Aquí se goza, y nadie se arrepiente,

no del yerro, que al juicio no retorna

más del valor que ordena providente.

Aquí se admira al arte que se adorna

con tal efecto, y a saber se viene

porqué el mundo de arriba al bajo torna”.

Es magistral la densidad de las explicaciones acerca de la filosofía, la astronomía, la astrología, de todo, que se dan, como consecuencia directa del influjo de los sabios que pasean, Santo Tomás de Aquino, San Alberto Magno, San Agustín, Santo Domingo de Guzmán, ejemplo de santidad, o Boecio, con la Consolación de la Filosofía, y filósofos que proponen interpretaciones intelectuales a los enigmas. Es una invitación a los mortales para que se preparen a asumir una existencia plena de fe y de valores, para que se dé su luz, aquella que les permita ver a Dios:

“por lo que nos dará mayor corona

de luz gratuita el sumo bien, que tiene

la luz que para verle condiciona”.

Es el reino del Espíritu Santo, del esplendor de la belleza, de los ojos de Beatriz- “los vivos sellos”-, de la cruz y el sentimiento de vida y redención, de las páginas blancas de Dios, del amor inmenso del Verbo, la Justicia, la Piedad, los Infinitos, la Fe, la Esperanza y la Caridad.

“Ya al rostro de mi dama había vuelto

los ojos, y con ellos mi alma entera,

y de todo otro intento estaba absuelto”.

EL PARAÍSO

Beatriz, guía celestial, recorre con él las casas de los planetas –astrología-, lo involucra en las extensiones divinas en las cuales se halla la ilusión mayor del Ser.

“¿No ves, dijo, que te hallas en el cielo?

¿Y no sabes que todo el cielo es santo

y cuanto ocurre en él lo hace el buen celo?”.

Es el reino del tiempo, donde los recuerdos no se extinguen, del esplendor de la luz que rompe la oscuridad, que corrige la incertidumbre y hace del triunfo del alma la más alta concepción de la esperanza cristiana. Es el reino de los universales, de la gloria eterna, de las estrellas que muestran al poeta su belleza hasta cegarlo por instantes. La metáfora en el paraíso se vuelve posible, nada impide a Dante mirar con ojos de iluminado las cosas, o las personas, o el infinito en el espacio y el tiempo. La filosofía se encumbra fascinante, hace que él vea el punto como origen de todo, un punto que identifica como Dios, al comprender la geometría y la magia de las progresiones matemáticas, sembradas en la astronomía: “De aquel punto depende el cielo y toda la natura”. Ve multitudes de ángeles con sus vestiduras blancas, y alas doradas -“Todos tenían la faz de llama viva y alas de oro, y el resto era tan blanco que la nieve a tal término no arriba”-, escucha sus coros celestiales y la hermosa música del universo.

**MATERIAL PROPORCIONADO:**
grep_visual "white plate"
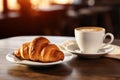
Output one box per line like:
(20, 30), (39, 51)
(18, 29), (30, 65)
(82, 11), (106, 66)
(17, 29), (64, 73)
(61, 40), (114, 58)
(6, 52), (74, 66)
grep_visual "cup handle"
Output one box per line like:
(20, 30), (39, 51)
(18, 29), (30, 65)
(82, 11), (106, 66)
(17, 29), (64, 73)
(104, 33), (114, 45)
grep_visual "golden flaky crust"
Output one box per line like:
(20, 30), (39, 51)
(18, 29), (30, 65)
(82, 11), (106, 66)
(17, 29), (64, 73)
(14, 37), (64, 62)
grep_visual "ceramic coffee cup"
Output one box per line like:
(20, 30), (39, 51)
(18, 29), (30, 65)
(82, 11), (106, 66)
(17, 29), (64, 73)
(74, 27), (114, 54)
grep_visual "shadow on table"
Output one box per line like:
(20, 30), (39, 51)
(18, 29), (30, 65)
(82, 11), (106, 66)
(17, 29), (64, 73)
(8, 64), (72, 78)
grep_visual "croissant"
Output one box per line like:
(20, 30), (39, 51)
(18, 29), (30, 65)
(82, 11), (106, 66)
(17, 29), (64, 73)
(14, 37), (64, 62)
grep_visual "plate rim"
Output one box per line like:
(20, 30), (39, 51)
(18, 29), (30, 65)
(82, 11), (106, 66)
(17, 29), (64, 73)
(6, 52), (74, 66)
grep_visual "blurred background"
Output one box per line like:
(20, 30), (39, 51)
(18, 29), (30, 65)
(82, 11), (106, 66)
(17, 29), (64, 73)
(0, 0), (120, 39)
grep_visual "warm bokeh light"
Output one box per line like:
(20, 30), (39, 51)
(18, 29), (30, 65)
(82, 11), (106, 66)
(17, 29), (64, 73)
(53, 0), (73, 4)
(30, 0), (73, 8)
(7, 0), (20, 10)
(0, 0), (3, 12)
(30, 0), (51, 8)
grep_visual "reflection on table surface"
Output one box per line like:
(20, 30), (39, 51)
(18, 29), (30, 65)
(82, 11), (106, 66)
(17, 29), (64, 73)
(0, 36), (120, 80)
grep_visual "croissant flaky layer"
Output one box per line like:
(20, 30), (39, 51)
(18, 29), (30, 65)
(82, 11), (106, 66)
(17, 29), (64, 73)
(14, 37), (64, 62)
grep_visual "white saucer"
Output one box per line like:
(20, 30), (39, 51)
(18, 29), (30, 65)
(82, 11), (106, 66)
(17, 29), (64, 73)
(61, 40), (114, 58)
(6, 52), (74, 66)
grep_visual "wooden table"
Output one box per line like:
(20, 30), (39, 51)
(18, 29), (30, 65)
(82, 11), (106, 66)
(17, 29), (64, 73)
(0, 36), (120, 80)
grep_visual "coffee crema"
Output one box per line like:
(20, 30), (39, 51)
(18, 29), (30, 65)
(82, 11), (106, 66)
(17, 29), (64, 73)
(75, 27), (104, 32)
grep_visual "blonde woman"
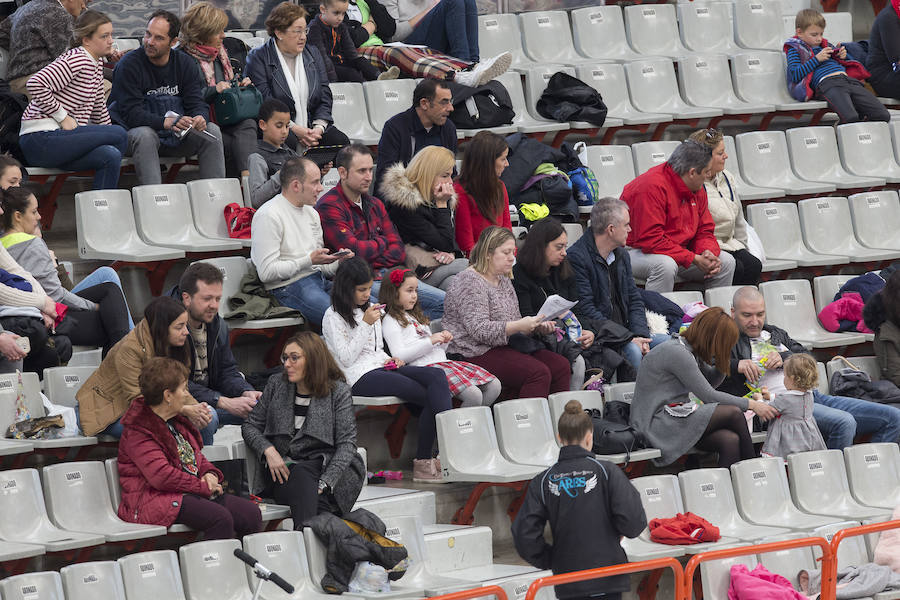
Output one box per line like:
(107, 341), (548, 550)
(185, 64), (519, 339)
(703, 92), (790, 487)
(381, 146), (469, 291)
(180, 2), (256, 175)
(441, 227), (571, 398)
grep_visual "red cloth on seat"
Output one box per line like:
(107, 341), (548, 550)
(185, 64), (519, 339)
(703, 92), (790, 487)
(650, 513), (721, 546)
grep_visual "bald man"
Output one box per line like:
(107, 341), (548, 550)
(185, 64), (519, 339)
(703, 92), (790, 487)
(719, 286), (900, 450)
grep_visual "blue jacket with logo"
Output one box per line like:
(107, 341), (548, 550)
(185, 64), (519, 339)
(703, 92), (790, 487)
(512, 446), (647, 598)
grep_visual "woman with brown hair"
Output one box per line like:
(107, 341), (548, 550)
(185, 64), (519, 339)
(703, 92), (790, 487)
(453, 131), (512, 256)
(180, 2), (256, 176)
(631, 307), (778, 468)
(241, 331), (366, 530)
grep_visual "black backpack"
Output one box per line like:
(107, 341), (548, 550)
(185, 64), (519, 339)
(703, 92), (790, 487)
(448, 80), (516, 129)
(0, 80), (28, 164)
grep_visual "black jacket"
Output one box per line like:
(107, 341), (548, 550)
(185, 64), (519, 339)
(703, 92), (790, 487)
(169, 285), (253, 407)
(718, 323), (806, 396)
(244, 38), (334, 125)
(568, 228), (650, 337)
(375, 107), (457, 190)
(512, 446), (647, 598)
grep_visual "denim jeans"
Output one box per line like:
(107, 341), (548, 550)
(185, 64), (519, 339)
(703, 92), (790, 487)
(622, 333), (672, 371)
(269, 273), (331, 325)
(813, 391), (900, 450)
(402, 0), (479, 63)
(72, 267), (134, 331)
(372, 269), (447, 321)
(19, 125), (128, 190)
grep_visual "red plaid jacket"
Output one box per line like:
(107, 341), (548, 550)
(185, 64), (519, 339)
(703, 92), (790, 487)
(316, 184), (406, 275)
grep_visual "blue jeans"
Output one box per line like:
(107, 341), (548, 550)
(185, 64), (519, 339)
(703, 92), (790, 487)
(403, 0), (479, 63)
(621, 333), (672, 371)
(72, 267), (134, 331)
(19, 125), (128, 190)
(372, 269), (447, 321)
(269, 273), (331, 325)
(813, 391), (900, 450)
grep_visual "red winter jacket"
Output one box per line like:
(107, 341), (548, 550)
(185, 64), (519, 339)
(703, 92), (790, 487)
(119, 396), (223, 527)
(649, 513), (721, 546)
(622, 162), (719, 268)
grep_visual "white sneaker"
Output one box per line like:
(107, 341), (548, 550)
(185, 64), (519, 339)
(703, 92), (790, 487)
(453, 52), (512, 87)
(378, 65), (400, 81)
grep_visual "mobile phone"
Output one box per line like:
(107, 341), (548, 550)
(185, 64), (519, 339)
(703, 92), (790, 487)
(16, 336), (31, 354)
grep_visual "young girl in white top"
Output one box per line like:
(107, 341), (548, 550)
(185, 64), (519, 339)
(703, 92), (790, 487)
(322, 257), (452, 483)
(762, 354), (826, 456)
(378, 268), (500, 406)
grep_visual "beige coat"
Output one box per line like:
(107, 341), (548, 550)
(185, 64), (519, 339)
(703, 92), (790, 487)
(75, 319), (196, 435)
(706, 169), (747, 252)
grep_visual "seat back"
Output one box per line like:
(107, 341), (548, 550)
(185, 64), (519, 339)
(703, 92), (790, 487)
(363, 79), (416, 131)
(787, 450), (850, 512)
(623, 141), (681, 176)
(328, 82), (379, 144)
(116, 550), (185, 600)
(75, 190), (143, 258)
(848, 190), (900, 249)
(844, 443), (900, 506)
(59, 560), (125, 600)
(587, 144), (635, 198)
(813, 275), (856, 313)
(731, 51), (797, 104)
(677, 2), (737, 53)
(625, 4), (687, 57)
(131, 183), (201, 246)
(478, 13), (532, 68)
(631, 475), (684, 522)
(187, 179), (244, 239)
(836, 121), (900, 181)
(244, 531), (315, 600)
(44, 367), (97, 408)
(568, 4), (638, 60)
(178, 540), (251, 600)
(759, 279), (825, 339)
(703, 285), (744, 313)
(797, 196), (863, 257)
(493, 398), (559, 466)
(43, 460), (118, 531)
(519, 10), (583, 65)
(0, 571), (66, 600)
(625, 58), (687, 115)
(734, 0), (784, 50)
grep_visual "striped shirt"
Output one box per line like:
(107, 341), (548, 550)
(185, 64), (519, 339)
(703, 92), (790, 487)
(19, 47), (112, 135)
(787, 48), (852, 89)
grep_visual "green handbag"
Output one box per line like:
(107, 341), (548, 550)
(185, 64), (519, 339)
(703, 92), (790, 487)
(213, 80), (262, 125)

**COMPRUEBA TU COMPRENSIÓN:**
a) Imprime el pasaje del texto sobre el Paraíso de Dante que empieza con "los ojos, y" y sigue hasta "en el cielo?".
b) Traduce al inglés esta oración del texto sobre el Paraíso de Dante: "La metáfora en el paraíso se vuelve posible, nada impide a Dante mirar con ojos de iluminado las cosas, o las personas, o el infinito en el espacio y el tiempo."
c) Retoma el texto sobre el Paraíso de Dante y continúalo a partir de su última oración.

**RESPUESTAS A CONTINUACIÓN:**
a)
los ojos, y con ellos mi alma entera,

y de todo otro intento estaba absuelto”.

EL PARAÍSO

Beatriz, guía celestial, recorre con él las casas de los planetas –astrología-, lo involucra en las extensiones divinas en las cuales se halla la ilusión mayor del Ser.

“¿No ves, dijo, que te hallas en el cielo?

b) In paradise, metaphor becomes possible; nothing prevents Dante from looking at things, or people, or the infinite in space and time, with the eyes of one who has been enlightened.

c)
“Fue el orden concreado y construido

con las sustancias; y ellas fueron cima

de aquel mundo en el que acto puro han sido;

pura potencia a lo inferior anima;

potencia y acto en medio, en lazo estrecho

atados, porque nunca se dirima.”

Va a asistir al espectáculo culminante de los bienaventurados, a quienes imagina en una rosa, iluminada por la luz de Dios:

“Si al último escalón inunda tanto

aquella luz, ¡cuál no será la anchura

de esta rosa en las hojas de su canto!”

El paraíso, abierto, pleno, en una visión entera de la eternidad, lo llena de mística:

“la forma general del paraíso

fue toda por mis ojos recorrida

sin detenerse en un lugar preciso…”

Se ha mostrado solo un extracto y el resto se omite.